## WHAT YOU ARE ASKED TO DO
Can you collect every line in the records below that contains the string "train"? Case counts.

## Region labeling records

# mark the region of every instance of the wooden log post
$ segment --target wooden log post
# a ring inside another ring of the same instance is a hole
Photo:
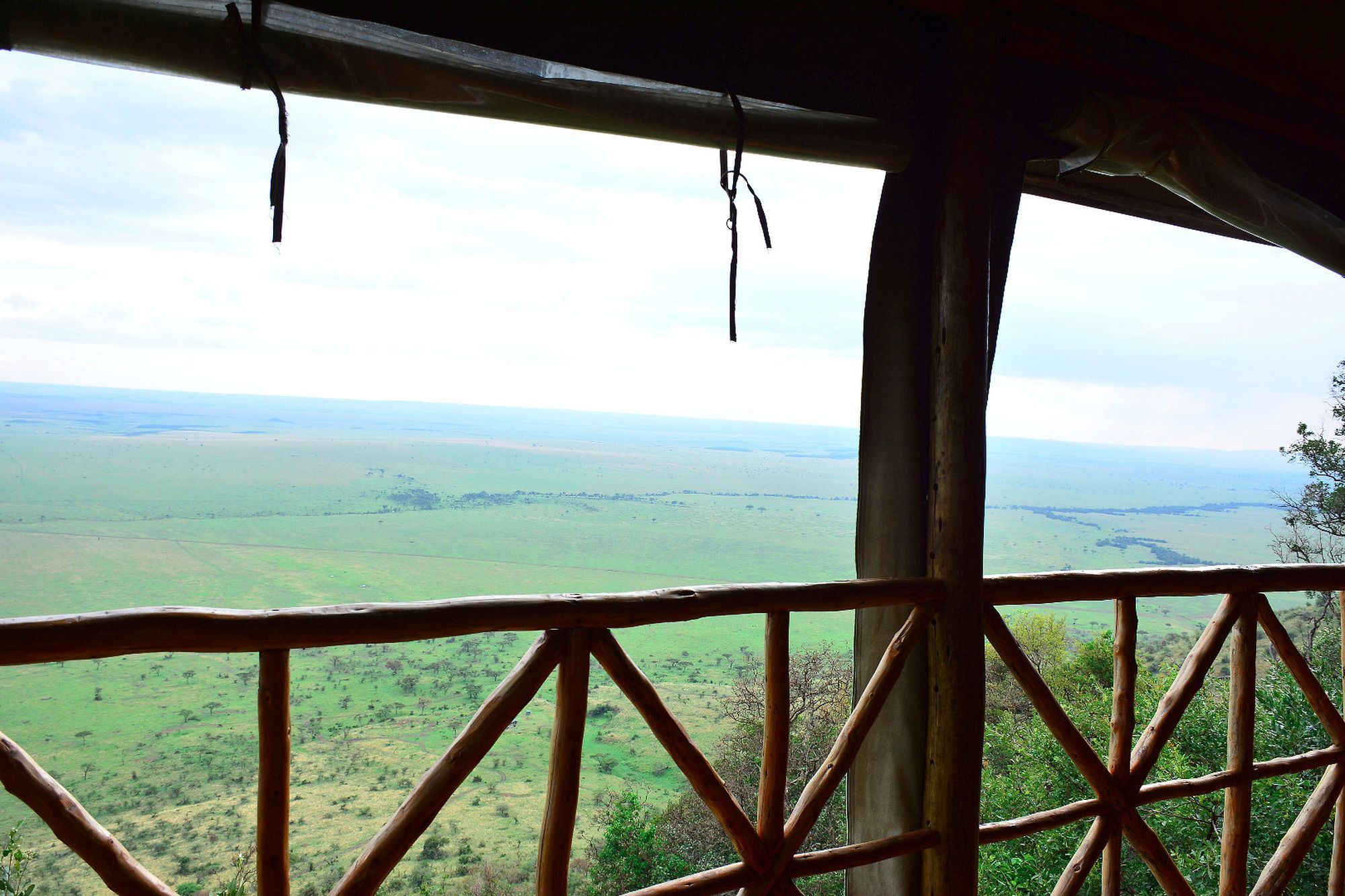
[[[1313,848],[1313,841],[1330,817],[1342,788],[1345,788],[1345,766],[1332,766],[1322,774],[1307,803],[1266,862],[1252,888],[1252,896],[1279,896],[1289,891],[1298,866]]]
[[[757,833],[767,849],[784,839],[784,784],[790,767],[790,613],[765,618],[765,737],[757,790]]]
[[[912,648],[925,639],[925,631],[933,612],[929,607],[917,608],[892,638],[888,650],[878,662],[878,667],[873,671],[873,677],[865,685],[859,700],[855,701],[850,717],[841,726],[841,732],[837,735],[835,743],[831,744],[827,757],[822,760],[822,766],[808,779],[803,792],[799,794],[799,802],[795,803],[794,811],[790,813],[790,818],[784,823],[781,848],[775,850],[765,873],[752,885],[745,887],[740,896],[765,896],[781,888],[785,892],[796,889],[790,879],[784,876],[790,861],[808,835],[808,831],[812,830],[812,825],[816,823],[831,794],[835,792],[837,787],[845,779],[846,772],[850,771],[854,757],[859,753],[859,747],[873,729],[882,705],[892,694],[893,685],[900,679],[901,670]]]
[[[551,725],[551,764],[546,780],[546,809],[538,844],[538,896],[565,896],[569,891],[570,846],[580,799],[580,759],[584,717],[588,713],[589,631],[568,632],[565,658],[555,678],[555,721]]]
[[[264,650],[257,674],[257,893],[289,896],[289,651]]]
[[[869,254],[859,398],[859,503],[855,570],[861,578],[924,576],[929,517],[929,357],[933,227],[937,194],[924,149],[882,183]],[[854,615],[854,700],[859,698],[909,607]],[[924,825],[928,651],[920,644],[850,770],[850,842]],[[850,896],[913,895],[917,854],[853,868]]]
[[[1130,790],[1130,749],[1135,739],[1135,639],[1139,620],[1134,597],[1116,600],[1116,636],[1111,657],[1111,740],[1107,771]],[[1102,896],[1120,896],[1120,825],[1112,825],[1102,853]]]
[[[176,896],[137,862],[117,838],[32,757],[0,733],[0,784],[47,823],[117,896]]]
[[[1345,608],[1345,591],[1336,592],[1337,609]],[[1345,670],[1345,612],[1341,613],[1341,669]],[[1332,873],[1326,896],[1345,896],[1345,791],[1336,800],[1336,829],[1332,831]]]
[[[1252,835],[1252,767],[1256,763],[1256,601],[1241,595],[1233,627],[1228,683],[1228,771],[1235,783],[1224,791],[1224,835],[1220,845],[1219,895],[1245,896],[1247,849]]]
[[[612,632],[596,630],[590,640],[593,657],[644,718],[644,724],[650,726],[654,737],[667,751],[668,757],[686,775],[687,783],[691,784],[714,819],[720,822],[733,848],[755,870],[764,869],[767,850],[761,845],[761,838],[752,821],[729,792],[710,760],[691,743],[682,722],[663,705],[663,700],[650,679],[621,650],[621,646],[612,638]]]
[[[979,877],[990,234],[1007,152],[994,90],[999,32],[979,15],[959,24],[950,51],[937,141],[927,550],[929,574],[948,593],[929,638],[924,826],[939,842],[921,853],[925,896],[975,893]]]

---

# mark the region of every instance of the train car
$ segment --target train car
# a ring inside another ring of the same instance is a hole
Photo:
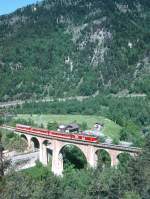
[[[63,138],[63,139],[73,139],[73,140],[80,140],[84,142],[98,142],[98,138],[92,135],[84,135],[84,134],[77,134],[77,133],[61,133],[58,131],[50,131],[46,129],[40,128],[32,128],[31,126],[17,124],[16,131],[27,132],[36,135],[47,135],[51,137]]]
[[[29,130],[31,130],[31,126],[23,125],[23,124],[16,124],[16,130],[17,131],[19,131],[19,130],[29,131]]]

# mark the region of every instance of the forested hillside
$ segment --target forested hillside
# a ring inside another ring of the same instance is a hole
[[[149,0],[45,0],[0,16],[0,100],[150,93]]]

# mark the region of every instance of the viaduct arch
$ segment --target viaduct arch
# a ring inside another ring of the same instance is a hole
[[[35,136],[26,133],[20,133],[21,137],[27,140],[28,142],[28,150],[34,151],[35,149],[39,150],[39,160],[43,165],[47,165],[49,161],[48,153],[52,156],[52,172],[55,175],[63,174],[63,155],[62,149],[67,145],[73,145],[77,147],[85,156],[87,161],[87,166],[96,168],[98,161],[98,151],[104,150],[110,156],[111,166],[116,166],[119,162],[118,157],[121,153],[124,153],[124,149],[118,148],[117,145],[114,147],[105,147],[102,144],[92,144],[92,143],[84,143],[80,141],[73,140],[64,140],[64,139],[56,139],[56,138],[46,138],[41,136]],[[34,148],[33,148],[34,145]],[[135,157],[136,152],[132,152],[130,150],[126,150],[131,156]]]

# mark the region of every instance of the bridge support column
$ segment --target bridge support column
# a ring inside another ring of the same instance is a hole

## COMPLETED EXERCISE
# mark the region of every instance of the train car
$ segment --target train car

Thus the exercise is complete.